[TASK DETAILS] Transcribe the listing word for word. Begin at its first line and end with the line containing "find | cat's front leg".

[THE DATA]
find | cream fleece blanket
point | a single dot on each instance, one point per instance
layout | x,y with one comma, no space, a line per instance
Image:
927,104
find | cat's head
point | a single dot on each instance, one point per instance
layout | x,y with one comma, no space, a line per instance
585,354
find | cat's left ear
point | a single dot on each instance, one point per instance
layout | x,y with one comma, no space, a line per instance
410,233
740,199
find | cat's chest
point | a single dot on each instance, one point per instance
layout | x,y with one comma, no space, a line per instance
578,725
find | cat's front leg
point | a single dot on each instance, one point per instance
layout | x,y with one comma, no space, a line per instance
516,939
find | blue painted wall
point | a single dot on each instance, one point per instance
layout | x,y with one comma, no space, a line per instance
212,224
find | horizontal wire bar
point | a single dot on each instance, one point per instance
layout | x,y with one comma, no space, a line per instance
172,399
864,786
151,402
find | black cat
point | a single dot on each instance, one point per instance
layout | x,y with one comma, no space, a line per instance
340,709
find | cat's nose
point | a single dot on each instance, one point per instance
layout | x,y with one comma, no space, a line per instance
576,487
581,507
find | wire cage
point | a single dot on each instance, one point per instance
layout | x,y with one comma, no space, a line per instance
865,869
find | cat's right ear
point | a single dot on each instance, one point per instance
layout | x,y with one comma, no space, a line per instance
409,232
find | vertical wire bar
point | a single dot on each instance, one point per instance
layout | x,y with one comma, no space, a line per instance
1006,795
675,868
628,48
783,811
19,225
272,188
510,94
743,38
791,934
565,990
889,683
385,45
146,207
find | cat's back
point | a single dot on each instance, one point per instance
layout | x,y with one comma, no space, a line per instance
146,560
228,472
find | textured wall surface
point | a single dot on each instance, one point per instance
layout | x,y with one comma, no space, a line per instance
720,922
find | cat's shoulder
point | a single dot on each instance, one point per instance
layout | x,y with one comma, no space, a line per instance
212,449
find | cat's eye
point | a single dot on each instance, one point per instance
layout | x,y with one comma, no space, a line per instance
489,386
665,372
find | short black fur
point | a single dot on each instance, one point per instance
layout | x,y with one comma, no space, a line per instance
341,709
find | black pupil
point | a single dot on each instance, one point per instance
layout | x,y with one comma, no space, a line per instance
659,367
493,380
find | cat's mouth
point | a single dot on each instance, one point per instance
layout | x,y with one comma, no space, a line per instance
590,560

[WRITTEN SOLUTION]
find | cream fleece blanket
point | a single dot on each instance, one point per instance
layout | x,y with one comma, no space, a line per instance
Image:
927,104
find | cat's head
point | a single dot on each instance, one point per instance
layout | x,y with one comma, no space, a line per instance
585,354
find | cat's left ear
point | a single dot on each instance, one point per instance
layout | x,y with one comma, no space, a line per instance
410,233
740,199
find | cat's chest
point | a single dot on each instance, one point per instance
layout | x,y with one comma, no space, a line per instance
578,725
find | cat's front leg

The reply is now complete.